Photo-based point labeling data
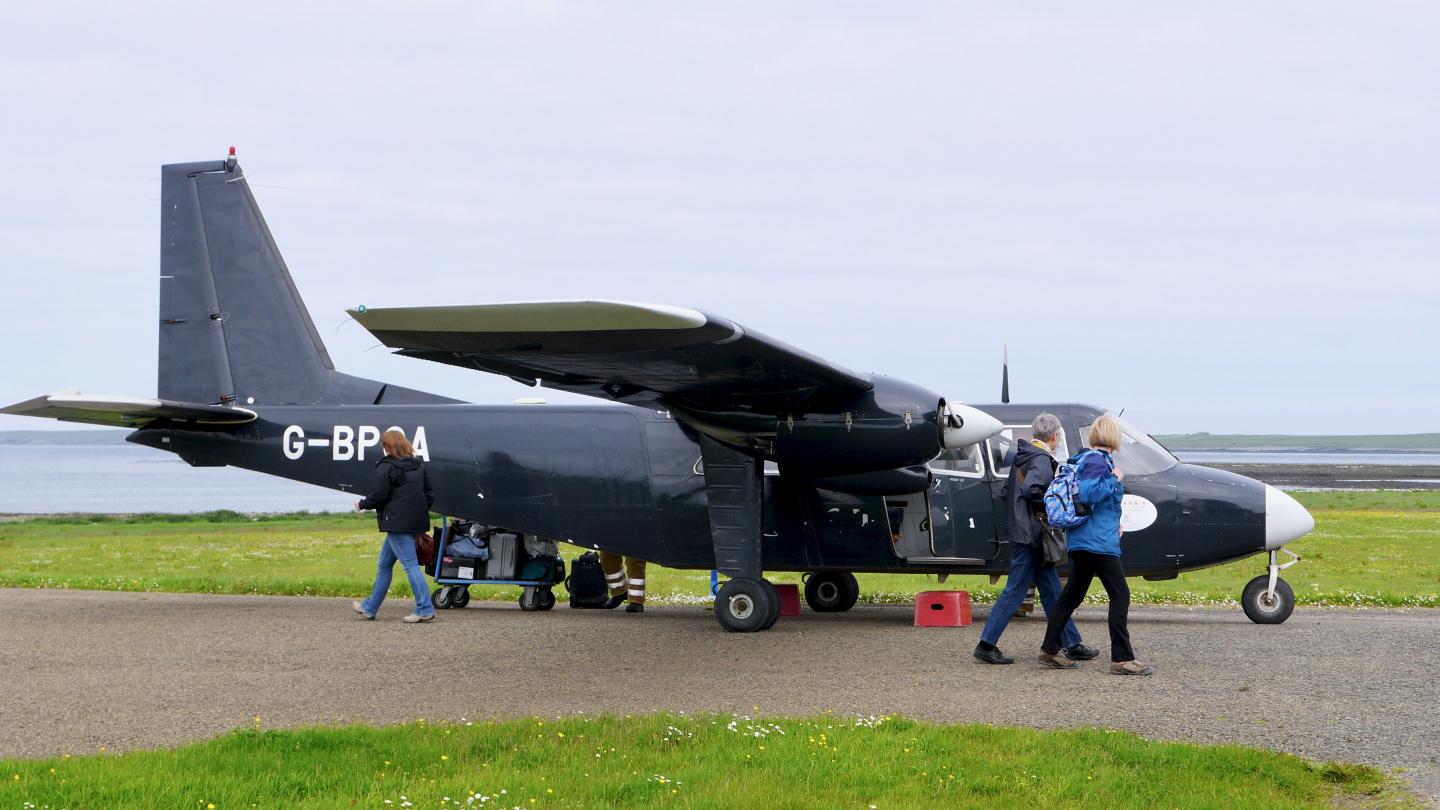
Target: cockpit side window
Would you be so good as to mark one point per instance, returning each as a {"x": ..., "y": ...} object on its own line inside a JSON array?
[
  {"x": 1001, "y": 447},
  {"x": 961, "y": 460},
  {"x": 1138, "y": 454}
]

[Written exercise]:
Can you write out every row again with "cockpit side window" switched to "cockpit windshield panel", changing nothing else and leaving the pictures out?

[Worked solution]:
Target: cockpit windshield panel
Would you be so good as to mark one point per instance, returning each as a {"x": ..., "y": ...} object on its own line inside a JSON array?
[
  {"x": 1001, "y": 447},
  {"x": 961, "y": 460},
  {"x": 1138, "y": 454}
]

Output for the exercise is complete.